_SELECTED PASSAGE:_
□ □ □

The only time the default setting of this value is important is between
the time the power is turned on and the time the rc script is run that can
change the sysctl value. As soon as that happens it is no longer defalt
behavior but whatever the sysadmin managing the system desires.
> | 4) If the machine panics early, say during device configuration due to
> | broken hardware, you don't really want it to attempt to reboot, since
> | will result in an infinite reboot loop.
> Yes, perhaps - it depends upon the cause of the panic, but this
> can certainly happen. But I'm not sure this is any worse (or
> better) than the infinite loop the kernel is sitting in waiting
> for a reply to the db> prompt. Both require user interaction,
> and nothing proceeds until a user has done something to alter the
> state of the system.
Well, no. If the system drops to the db> prompt, then it requires user
intervention. Presumably, all the information about the cause of the
panic is also sitting there on the screen and has not scrolled off so the
admin can make an intelligent decision about what the corrective action
If, on the other hand the system is left to attempt to dump core and then
try an automatic reboot you have a lot of potentially distructive
operations that could happen.
Each time the system tries to reboot there will be a set of resets and
possibly power-cycles. Excessive resets or powercycling can potentially
damage integrated circuits through thermal cycling or disks though
> As an alternative, if the system panics due to a corrupted filesystem
> that was incorrectly marked clean, then ddb is of no practical use
> and a reboot will detect the unclean filesys and fsck (and either
> fix, or at least tell the user what the problem is).

□ □ □

_DATASET EXCERPTS:_

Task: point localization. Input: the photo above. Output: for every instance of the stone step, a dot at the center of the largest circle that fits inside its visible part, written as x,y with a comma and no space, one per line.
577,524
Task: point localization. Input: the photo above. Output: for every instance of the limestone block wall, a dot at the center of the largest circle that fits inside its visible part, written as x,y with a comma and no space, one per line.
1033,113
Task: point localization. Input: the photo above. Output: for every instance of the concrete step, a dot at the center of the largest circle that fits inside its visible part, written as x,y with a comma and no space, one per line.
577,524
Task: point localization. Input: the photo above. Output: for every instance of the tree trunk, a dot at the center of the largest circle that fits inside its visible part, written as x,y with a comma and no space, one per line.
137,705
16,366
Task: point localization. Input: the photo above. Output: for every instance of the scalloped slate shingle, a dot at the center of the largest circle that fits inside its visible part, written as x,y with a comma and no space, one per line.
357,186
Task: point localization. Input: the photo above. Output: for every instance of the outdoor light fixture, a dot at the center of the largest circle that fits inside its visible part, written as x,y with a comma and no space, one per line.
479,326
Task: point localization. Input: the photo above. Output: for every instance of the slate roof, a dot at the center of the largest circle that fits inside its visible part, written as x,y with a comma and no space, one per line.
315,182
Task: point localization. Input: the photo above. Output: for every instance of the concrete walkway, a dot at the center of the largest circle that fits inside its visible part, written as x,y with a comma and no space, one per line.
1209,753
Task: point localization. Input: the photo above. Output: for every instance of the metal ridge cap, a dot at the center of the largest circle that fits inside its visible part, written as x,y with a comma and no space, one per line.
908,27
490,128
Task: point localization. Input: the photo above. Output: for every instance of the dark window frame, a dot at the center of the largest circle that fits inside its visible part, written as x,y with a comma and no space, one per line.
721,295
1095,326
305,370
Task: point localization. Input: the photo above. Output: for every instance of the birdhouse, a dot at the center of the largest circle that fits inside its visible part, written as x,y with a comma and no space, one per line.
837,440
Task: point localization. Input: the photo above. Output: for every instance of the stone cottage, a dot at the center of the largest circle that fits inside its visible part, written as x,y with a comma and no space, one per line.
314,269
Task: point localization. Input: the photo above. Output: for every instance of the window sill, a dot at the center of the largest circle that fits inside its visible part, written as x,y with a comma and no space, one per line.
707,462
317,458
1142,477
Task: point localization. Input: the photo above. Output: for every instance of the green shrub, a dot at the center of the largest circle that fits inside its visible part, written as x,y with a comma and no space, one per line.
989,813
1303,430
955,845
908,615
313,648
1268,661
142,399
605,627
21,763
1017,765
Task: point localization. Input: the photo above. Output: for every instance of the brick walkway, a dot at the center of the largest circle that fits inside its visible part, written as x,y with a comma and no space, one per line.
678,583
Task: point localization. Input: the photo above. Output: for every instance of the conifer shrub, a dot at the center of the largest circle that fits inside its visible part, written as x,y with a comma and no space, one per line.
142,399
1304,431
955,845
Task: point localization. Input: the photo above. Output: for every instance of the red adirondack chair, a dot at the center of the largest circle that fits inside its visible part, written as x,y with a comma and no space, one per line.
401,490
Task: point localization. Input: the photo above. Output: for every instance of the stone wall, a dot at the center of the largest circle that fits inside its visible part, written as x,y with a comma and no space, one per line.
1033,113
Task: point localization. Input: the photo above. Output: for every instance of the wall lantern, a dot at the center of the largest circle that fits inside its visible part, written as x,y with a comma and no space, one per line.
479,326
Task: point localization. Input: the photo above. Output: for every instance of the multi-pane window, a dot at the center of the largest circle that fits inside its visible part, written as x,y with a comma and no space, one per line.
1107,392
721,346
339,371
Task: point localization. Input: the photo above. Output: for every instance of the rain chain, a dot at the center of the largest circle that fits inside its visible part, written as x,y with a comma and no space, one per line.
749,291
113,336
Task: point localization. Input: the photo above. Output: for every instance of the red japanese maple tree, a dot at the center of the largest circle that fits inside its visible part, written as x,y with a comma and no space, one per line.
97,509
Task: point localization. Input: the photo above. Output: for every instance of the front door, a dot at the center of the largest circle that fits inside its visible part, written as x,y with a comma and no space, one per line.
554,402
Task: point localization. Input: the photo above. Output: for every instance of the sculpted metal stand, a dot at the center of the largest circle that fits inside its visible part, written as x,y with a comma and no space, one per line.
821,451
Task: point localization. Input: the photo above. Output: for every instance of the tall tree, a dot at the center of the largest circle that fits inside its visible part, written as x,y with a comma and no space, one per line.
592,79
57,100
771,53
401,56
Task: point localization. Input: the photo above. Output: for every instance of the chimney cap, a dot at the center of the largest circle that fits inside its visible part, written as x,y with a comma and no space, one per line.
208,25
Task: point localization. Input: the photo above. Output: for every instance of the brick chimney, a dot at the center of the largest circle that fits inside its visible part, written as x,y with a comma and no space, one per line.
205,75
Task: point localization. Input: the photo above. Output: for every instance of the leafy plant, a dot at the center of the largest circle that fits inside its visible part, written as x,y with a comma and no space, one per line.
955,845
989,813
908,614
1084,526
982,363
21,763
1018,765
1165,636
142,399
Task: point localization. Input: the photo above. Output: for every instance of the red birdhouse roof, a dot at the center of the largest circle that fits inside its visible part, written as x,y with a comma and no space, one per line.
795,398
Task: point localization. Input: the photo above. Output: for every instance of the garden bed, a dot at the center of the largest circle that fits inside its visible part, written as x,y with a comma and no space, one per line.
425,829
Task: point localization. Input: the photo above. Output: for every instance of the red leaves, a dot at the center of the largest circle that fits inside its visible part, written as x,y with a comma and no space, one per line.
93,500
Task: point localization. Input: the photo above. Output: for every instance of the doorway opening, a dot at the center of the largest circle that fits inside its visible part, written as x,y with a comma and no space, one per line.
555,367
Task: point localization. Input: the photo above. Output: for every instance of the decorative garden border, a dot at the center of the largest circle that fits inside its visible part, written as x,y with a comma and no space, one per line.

□ □ □

_ACTIONS TO TAKE:_
[1] In the discussion of kernel panics and automatic reboots, when does the default setting of the value matter?
[2] From the discussion of kernel panics and automatic reboots, set down everything from "The only time" down to "of the system.".
[3] Pick up the discussion of kernel panics and automatic reboots after its last line and write what comes next.

_RESPONSES TO THE EXERCISE:_
[1] Only between the time the power is turned on and the time the rc script that can change the sysctl value is run.

[2]
The only time the default setting of this value is important is between
the time the power is turned on and the time the rc script is run that can
change the sysctl value. As soon as that happens it is no longer defalt
behavior but whatever the sysadmin managing the system desires.
> | 4) If the machine panics early, say during device configuration due to
> | broken hardware, you don't really want it to attempt to reboot, since
> | will result in an infinite reboot loop.
> Yes, perhaps - it depends upon the cause of the panic, but this
> can certainly happen. But I'm not sure this is any worse (or
> better) than the infinite loop the kernel is sitting in waiting
> for a reply to the db> prompt. Both require user interaction,
> and nothing proceeds until a user has done something to alter the
> state of the system.

[3]
We are talking very early in the boot process. I have never seen the case
where a filesystem is so corrupt that fsck is able to clean it but the
kernel still takes a panic after fsck runs. It used to be that if fsck
fixed certain problems in the root filesystem the rc scripts woult
automatically reboot the system. I assume that's still the case and a
reboot won't stop at the db> prompt.
OTOH, if you keep running fsck only part way on the filesystem, you may
end up doing irreparable damage to it.
And if the system manages to mount the filesystem and run savecore each
time before it gets to the panic, you end up filling up the root
filesystem with a series of useless coredumps.
Finally, if the system is suck in a panic loop, how do you diagnose the
problem? The system boots, prints a panic message, and then it resets
itself and starts printing the firmware messages which cause the panic
message to scroll off the screen. I suppose if you're lucky and you can
convince the machine to get into single-user mode, you can manually set
ddb_on_panic=1 and then switch to multi-user mode to continue diagnosis.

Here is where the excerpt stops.